TASK TO COMPLETE: An exact copy is needed of the lines in the entries below from the line with "# expected shape, e.g. point(81, 38)" up to and including the line with "# expected shape, e.g. point(234, 45)", and of nothing else. Leave the pictures out.

BEGIN DATA

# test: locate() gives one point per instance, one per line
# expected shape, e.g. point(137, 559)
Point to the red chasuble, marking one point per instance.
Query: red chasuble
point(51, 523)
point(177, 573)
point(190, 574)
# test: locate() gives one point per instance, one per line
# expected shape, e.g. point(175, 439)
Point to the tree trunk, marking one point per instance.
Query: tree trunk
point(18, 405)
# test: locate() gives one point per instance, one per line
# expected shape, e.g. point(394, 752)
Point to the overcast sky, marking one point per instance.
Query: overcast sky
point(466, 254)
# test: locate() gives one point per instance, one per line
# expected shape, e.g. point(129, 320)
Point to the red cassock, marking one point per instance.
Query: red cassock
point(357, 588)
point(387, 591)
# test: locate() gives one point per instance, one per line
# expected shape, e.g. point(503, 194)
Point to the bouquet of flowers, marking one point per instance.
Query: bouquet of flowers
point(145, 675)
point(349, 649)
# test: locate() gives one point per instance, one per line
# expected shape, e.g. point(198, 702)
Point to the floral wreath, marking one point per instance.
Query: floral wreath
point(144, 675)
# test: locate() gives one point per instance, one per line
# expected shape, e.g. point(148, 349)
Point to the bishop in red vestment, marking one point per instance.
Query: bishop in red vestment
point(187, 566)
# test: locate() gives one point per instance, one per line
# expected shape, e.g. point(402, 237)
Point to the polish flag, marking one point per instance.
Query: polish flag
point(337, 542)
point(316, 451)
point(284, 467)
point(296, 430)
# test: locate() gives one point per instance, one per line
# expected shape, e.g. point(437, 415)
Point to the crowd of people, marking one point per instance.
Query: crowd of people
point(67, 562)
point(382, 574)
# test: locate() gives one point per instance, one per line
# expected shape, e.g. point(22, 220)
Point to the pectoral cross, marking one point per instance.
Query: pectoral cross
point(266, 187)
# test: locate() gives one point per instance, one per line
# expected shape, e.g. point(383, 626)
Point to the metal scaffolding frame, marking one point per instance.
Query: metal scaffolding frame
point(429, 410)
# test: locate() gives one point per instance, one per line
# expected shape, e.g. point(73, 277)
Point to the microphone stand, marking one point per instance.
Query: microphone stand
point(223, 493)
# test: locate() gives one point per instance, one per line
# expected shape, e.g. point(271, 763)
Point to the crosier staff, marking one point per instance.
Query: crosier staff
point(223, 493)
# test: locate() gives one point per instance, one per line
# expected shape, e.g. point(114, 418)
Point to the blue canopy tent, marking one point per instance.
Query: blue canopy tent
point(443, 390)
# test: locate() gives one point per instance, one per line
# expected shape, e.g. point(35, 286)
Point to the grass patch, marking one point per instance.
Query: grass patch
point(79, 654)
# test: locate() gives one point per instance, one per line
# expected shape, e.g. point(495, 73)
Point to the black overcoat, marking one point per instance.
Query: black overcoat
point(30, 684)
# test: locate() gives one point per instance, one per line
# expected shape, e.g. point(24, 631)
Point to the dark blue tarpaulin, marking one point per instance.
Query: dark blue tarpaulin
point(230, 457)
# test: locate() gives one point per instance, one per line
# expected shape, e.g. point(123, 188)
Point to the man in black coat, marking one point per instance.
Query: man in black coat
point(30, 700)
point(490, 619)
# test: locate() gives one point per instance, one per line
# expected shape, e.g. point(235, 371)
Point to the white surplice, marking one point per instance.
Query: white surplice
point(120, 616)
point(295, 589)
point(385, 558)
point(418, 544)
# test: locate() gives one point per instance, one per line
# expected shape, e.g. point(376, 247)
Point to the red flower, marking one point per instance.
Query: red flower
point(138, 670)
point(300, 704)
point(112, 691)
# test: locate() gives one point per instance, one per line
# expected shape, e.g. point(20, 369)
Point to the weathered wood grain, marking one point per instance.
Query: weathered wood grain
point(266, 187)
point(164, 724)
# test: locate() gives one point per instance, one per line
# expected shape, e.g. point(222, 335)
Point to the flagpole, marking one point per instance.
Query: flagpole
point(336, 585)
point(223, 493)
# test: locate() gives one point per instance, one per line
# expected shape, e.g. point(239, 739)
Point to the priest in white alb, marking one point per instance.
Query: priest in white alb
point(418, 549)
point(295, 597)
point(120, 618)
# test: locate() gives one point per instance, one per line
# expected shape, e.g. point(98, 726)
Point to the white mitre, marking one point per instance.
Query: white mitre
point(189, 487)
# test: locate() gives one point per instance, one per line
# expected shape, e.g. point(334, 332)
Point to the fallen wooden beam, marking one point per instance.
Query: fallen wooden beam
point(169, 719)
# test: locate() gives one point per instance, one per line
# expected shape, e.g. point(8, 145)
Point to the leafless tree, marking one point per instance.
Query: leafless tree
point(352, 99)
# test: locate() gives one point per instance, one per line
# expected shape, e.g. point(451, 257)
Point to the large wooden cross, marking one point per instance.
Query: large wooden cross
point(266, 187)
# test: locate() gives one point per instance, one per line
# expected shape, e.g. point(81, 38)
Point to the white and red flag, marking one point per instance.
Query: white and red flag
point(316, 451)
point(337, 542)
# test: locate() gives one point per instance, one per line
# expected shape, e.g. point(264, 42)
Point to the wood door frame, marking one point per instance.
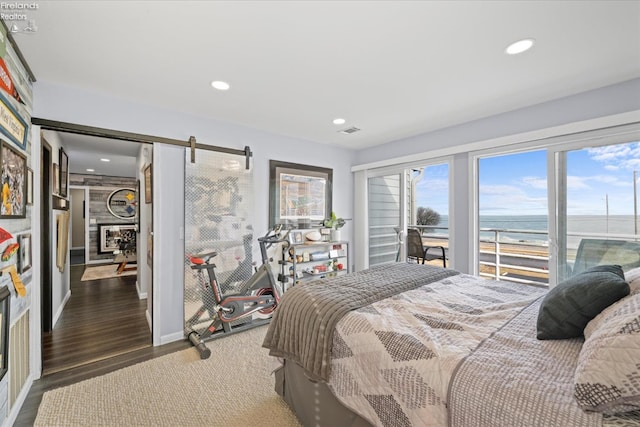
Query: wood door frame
point(46, 255)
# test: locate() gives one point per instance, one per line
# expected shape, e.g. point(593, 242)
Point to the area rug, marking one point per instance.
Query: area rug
point(104, 272)
point(233, 387)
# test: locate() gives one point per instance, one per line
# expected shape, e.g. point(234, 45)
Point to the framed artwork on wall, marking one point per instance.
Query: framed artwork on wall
point(111, 235)
point(13, 180)
point(5, 305)
point(123, 203)
point(24, 253)
point(148, 184)
point(56, 179)
point(29, 186)
point(299, 195)
point(64, 173)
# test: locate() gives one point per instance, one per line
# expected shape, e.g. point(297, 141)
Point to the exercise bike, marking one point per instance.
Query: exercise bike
point(251, 301)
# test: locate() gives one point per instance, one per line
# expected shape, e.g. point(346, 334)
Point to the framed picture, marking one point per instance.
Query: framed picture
point(5, 305)
point(24, 253)
point(13, 181)
point(56, 179)
point(299, 195)
point(112, 235)
point(123, 203)
point(295, 237)
point(148, 184)
point(64, 173)
point(29, 186)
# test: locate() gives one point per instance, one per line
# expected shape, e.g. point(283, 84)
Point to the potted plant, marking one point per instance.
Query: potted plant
point(335, 224)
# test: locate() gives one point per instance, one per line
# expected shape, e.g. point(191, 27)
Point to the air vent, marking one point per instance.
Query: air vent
point(350, 130)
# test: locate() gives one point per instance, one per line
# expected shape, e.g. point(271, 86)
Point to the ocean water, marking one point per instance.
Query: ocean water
point(602, 224)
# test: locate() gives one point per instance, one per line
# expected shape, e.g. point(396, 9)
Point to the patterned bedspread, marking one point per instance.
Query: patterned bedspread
point(392, 360)
point(530, 382)
point(302, 327)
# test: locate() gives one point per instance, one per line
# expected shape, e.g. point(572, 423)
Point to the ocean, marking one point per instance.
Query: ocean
point(611, 224)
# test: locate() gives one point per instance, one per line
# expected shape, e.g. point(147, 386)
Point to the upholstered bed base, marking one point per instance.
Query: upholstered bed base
point(313, 402)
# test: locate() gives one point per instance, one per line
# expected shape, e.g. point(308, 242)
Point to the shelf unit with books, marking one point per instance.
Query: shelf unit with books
point(314, 260)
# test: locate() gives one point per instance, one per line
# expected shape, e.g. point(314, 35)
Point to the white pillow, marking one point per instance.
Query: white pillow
point(633, 279)
point(606, 378)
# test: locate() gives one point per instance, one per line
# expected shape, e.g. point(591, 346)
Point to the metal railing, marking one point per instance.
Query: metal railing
point(516, 260)
point(500, 257)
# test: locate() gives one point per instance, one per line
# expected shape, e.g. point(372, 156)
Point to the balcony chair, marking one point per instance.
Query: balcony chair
point(592, 252)
point(418, 251)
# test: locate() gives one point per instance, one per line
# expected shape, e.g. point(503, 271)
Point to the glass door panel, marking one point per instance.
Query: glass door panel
point(428, 204)
point(597, 207)
point(385, 218)
point(513, 235)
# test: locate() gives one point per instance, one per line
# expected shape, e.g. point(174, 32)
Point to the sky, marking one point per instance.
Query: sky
point(597, 179)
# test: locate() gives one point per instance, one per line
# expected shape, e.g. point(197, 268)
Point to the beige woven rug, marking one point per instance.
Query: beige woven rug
point(104, 272)
point(232, 388)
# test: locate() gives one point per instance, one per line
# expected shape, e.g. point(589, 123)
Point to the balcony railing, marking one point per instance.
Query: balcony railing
point(517, 260)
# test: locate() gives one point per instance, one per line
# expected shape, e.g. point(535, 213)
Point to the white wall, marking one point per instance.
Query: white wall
point(608, 106)
point(60, 286)
point(68, 104)
point(607, 101)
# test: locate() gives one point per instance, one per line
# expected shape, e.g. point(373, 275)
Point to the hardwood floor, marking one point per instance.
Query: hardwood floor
point(102, 328)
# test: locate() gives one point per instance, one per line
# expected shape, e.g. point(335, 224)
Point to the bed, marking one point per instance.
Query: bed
point(416, 345)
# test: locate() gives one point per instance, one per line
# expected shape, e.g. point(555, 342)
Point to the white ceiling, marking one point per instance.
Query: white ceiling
point(391, 68)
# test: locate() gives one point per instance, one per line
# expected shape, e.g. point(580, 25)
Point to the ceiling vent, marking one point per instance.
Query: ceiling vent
point(349, 131)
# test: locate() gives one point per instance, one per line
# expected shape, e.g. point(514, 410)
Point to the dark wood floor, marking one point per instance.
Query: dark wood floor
point(102, 328)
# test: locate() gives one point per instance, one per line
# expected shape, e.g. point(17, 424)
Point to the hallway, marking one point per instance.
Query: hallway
point(103, 318)
point(102, 329)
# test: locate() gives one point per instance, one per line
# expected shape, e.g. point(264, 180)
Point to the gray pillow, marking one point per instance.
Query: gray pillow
point(567, 308)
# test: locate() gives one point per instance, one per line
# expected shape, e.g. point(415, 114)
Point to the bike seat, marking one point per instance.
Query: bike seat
point(200, 259)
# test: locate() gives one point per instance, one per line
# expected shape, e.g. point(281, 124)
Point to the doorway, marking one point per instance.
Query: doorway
point(89, 319)
point(78, 245)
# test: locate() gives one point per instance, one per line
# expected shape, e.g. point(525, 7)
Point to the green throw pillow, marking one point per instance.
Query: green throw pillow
point(567, 308)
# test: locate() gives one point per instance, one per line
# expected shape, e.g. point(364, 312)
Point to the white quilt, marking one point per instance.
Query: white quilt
point(392, 360)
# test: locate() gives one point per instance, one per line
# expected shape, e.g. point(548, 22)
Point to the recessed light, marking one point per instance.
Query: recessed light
point(220, 85)
point(519, 46)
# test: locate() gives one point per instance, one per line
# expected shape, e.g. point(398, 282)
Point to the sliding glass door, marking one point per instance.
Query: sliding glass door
point(414, 197)
point(385, 194)
point(597, 220)
point(512, 217)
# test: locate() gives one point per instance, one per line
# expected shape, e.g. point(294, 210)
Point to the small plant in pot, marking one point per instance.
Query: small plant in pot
point(335, 224)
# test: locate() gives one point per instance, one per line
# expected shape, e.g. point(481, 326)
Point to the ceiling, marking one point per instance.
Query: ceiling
point(390, 68)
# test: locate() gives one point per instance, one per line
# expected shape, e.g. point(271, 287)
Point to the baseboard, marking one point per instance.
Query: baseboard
point(17, 405)
point(141, 295)
point(56, 317)
point(166, 339)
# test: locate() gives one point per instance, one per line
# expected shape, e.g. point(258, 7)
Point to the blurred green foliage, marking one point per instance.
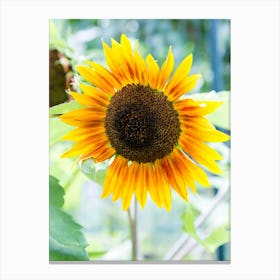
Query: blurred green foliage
point(104, 225)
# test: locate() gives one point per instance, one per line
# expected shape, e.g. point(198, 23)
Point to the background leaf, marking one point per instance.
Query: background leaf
point(220, 117)
point(66, 241)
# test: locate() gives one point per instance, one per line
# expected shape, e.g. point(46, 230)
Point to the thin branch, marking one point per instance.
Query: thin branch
point(180, 244)
point(132, 216)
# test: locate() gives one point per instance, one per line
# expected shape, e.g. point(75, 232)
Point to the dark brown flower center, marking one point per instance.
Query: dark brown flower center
point(142, 124)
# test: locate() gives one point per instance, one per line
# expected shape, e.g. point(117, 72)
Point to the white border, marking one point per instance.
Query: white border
point(255, 138)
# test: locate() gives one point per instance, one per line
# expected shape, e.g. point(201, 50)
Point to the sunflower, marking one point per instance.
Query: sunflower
point(135, 116)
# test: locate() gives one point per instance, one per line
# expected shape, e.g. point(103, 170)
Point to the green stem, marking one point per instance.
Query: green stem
point(132, 216)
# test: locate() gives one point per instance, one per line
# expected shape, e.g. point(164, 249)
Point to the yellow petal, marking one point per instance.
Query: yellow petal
point(152, 184)
point(93, 77)
point(108, 76)
point(198, 174)
point(94, 93)
point(174, 176)
point(140, 184)
point(166, 70)
point(83, 132)
point(141, 69)
point(86, 100)
point(129, 185)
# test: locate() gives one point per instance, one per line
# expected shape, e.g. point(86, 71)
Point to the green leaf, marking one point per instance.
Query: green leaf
point(95, 171)
point(66, 241)
point(65, 107)
point(220, 117)
point(218, 237)
point(57, 130)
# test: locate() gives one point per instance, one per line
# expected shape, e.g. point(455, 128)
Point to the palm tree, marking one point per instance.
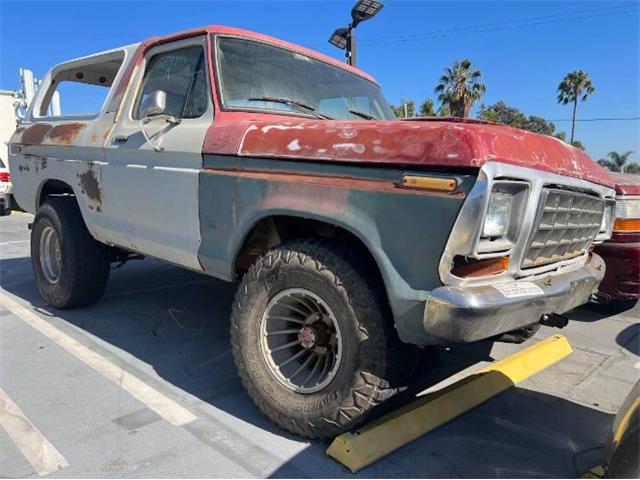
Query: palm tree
point(573, 87)
point(460, 88)
point(615, 161)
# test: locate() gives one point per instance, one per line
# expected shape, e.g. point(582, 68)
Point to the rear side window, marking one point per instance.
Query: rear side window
point(81, 89)
point(181, 74)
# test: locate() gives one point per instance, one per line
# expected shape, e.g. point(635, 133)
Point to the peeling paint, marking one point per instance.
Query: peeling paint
point(356, 147)
point(294, 145)
point(35, 134)
point(65, 133)
point(452, 143)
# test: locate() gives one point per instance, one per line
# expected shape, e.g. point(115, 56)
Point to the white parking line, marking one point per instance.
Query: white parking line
point(13, 242)
point(168, 409)
point(38, 451)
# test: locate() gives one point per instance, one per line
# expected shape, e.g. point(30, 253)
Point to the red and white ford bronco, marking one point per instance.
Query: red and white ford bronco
point(352, 234)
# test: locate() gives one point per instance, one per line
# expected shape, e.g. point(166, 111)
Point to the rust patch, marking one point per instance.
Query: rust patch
point(34, 135)
point(65, 134)
point(90, 186)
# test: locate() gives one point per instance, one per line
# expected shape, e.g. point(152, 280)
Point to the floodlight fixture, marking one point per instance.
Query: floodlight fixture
point(345, 38)
point(339, 38)
point(365, 10)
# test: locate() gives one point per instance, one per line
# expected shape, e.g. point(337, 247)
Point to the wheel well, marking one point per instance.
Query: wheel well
point(273, 231)
point(54, 188)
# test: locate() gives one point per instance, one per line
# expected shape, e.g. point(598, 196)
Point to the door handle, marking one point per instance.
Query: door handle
point(119, 138)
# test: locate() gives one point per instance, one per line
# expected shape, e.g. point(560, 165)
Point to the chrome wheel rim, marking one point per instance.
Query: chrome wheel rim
point(300, 340)
point(50, 254)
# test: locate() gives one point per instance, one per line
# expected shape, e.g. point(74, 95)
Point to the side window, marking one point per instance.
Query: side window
point(182, 75)
point(81, 89)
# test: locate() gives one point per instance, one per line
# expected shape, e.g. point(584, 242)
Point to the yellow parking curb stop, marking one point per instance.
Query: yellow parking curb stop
point(372, 442)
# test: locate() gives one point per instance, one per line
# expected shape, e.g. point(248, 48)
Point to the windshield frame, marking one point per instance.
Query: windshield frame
point(219, 81)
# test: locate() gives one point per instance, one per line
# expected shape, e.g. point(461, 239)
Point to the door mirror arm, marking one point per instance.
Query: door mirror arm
point(153, 107)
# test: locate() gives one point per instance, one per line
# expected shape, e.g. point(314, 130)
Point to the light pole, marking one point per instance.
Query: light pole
point(345, 38)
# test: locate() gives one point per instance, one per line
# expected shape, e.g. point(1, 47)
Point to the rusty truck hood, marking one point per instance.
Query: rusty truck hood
point(423, 142)
point(626, 183)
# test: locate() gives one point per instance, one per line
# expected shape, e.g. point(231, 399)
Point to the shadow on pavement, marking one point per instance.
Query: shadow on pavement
point(593, 312)
point(176, 321)
point(629, 338)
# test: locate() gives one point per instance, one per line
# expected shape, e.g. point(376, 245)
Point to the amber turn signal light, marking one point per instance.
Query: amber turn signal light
point(430, 183)
point(626, 225)
point(471, 267)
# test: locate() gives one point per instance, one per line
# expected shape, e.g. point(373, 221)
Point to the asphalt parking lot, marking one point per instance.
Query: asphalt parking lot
point(160, 337)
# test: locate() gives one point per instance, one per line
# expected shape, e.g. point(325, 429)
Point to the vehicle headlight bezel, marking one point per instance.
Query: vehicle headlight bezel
point(505, 203)
point(627, 215)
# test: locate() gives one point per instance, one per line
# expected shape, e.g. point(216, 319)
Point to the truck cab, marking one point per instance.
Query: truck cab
point(355, 236)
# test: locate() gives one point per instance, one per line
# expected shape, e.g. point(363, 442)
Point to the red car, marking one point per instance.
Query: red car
point(622, 252)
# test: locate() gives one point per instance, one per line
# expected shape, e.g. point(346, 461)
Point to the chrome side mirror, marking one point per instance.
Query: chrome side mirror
point(154, 104)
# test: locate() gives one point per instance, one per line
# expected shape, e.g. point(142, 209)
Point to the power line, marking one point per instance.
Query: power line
point(606, 119)
point(508, 24)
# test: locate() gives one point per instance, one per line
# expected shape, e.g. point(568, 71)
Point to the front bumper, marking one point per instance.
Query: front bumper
point(454, 314)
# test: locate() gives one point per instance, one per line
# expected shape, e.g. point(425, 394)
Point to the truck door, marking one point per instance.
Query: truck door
point(154, 156)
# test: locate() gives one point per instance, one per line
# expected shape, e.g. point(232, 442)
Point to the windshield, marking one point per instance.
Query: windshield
point(255, 75)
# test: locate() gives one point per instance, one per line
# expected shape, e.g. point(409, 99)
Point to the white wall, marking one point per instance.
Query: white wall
point(7, 122)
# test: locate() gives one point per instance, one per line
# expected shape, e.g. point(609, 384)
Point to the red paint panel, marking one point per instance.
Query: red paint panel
point(446, 143)
point(626, 184)
point(622, 274)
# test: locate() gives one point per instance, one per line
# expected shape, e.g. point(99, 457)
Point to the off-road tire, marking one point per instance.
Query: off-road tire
point(342, 279)
point(84, 263)
point(519, 335)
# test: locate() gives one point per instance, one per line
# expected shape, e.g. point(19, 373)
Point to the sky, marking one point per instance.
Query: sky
point(523, 48)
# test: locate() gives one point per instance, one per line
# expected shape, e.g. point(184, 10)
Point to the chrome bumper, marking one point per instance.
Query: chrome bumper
point(467, 314)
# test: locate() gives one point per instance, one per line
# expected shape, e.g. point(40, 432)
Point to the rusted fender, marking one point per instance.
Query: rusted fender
point(448, 143)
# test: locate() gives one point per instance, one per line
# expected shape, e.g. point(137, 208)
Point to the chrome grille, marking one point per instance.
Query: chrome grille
point(566, 224)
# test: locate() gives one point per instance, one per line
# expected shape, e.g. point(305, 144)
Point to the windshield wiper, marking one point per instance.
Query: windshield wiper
point(366, 116)
point(293, 103)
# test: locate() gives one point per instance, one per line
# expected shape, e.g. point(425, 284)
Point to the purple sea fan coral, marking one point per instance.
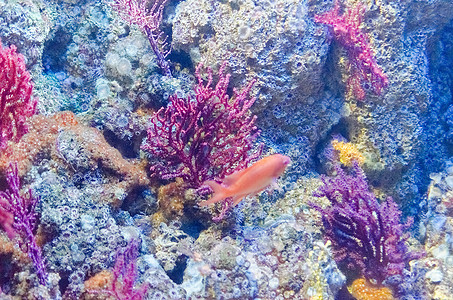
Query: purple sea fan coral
point(121, 285)
point(366, 235)
point(205, 137)
point(16, 101)
point(23, 210)
point(147, 15)
point(346, 30)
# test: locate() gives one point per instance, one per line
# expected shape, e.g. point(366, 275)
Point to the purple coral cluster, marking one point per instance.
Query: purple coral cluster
point(22, 208)
point(346, 30)
point(16, 101)
point(122, 286)
point(147, 15)
point(205, 137)
point(366, 235)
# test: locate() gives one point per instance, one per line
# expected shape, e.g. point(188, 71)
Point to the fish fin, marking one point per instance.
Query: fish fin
point(230, 179)
point(219, 193)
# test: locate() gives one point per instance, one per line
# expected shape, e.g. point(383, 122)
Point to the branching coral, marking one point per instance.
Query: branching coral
point(346, 30)
point(204, 138)
point(23, 210)
point(366, 235)
point(16, 101)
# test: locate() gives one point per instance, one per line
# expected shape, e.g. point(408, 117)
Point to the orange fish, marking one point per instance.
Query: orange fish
point(249, 181)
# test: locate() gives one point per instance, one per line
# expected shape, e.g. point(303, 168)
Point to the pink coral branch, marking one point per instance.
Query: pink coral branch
point(147, 15)
point(16, 101)
point(207, 137)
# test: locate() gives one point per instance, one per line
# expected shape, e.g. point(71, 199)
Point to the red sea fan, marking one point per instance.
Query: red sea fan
point(205, 137)
point(346, 30)
point(16, 101)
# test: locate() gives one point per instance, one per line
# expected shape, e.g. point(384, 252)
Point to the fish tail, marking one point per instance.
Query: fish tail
point(219, 193)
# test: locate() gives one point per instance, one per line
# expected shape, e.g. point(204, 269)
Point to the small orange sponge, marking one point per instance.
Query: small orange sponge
point(362, 289)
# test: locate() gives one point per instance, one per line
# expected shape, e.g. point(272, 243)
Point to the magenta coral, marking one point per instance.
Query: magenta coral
point(147, 15)
point(16, 101)
point(206, 137)
point(346, 30)
point(23, 210)
point(366, 235)
point(122, 286)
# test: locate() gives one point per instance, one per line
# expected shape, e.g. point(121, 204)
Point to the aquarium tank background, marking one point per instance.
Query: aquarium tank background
point(226, 149)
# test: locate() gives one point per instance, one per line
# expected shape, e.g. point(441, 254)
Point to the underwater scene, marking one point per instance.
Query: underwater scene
point(226, 149)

END DATA

REPLY TO THE TASK:
# expected shape, e.g. point(81, 38)
Point to the white and red flag, marking one point per instance.
Query: white and red flag
point(316, 451)
point(337, 542)
# test: locate() gives one point per instance, one per line
# expected shape, e.g. point(264, 42)
Point to the wood door frame, marking one point per instance.
Query: wood door frame
point(46, 255)
# test: locate() gives one point per instance, one per line
# expected shape, e.g. point(593, 242)
Point to the area rug, marking one point per instance.
Query: area rug
point(104, 272)
point(233, 387)
# test: locate() gives one point per instance, one per line
# expected shape, e.g. point(234, 45)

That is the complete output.